Source extract:
On the shuttle to the start, I made friends with a super sweet girl named Bobbie. Bobbie was running the half, and had also been signed up to run the NYC marathon!! After we figured this out, we had a little connection and stuck together until the race started.
When the race gun went off, I knew it was a little hot and kind of humid, but I was going to ignore that. I was there to run my 26.2 miles, and hopefully run it under 3:32! I was NOT willing to let my asthma and the weather control my race. I was going to do the best I possibly could!
Around mile 3, I was already dripping with sweat. I remember thinking, “this is not good”. I was also slipping on the pavement because the humidity made the roads slippery. 3 miles in, and the race felt harder than it should. I knew that it most likely wasn’t going to be my PR day, but that didn’t mean it still couldn’t be my day.
When I reached the 10k, I started to panic a tad. My legs hurt already and my breathing was too labored. Up until the 10k I was running my race I needed for a PR, but then I decided it was time to slow down. My mind started racing and my heart was pounding. I remember thinking, “Holy crap. I am hurting this bad and I am 6 miles in. How in the HELL am I going to run 20 more miles!!!”. Also the realization that I would not PR and that I had many miles to go was a hard pill to swallow. A big part of me wanted to stop and quit. But a bigger part of me wanted to FINISH.

Information provided:

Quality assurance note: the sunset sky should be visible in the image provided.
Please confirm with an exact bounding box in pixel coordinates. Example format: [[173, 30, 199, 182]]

Given request A: In the marathon race report, what finishing time did the runner hope to stay under?
Given request B: Pick up the marathon race report after its last sentence and carry it on.
None of the material is needed.

Answer A: 3:32

Answer B:
The first half of this race was by far the hardest half marathon I have ever run. It included a number of pep talks, water cups thrown on my body and muscle cramps in my legs. But once I got over the 13.1 mark and realized I was over halfway through, my attitude changed. It was like passing the halfway mark flipped a switch in my brain. I would not be defeated by this race as I had been in Chicago last May. I would run 26.2 miles, and be really proud of myself while doing so.
The theme of the first half of this race might have been defeat, but the theme for the second half would be triumph.
At mile 18, I saw my cheer squad. I was SO excited to see them, I about stopped so I could jump on them and hug them. I needed to see their smiles, and feel their love. My Mom jogged next to me and I said to her, “Mom, today isn’t my day to PR”. And she so sweetly said, “I know it isn’t honey, but is ok! You are doing amazing!”. When I saw my Dad, he gave me a big high five, and I told him that I was hot, but I was doing ok.
Next up to run by me was my boyfriend. I told him as well that it would not be my PR day, but that I was really ok with it. I wanted them to know that my attitude was really positive and that I would be happy with whatever I did, as long as I crossed that finish line.
I am actually very thankful that they got lost (whoops!) and didn’t see me the first half of the race. Had I seen them in my panic mode I know I would’ve cried and made them all worry about me. Seeing them at mile 18 was perfect, because I could let them know I was happy with whatever came of my day, and my asthma would not be killing me – yay!
When I hit mile 20, I knew that my heart would finish that race for me. My legs burned so bad, but I was able to keep a solid 8:20ish pace going. I continued to remind myself that I was running this marathon because I LOVED running, and that I was running this marathon for ME! My time didn’t matter anymore and it does not define me as a runner. What defined me as a runner was having the strength and courage to keep on going when I felt so bad, and had so many obstacles thrown my way.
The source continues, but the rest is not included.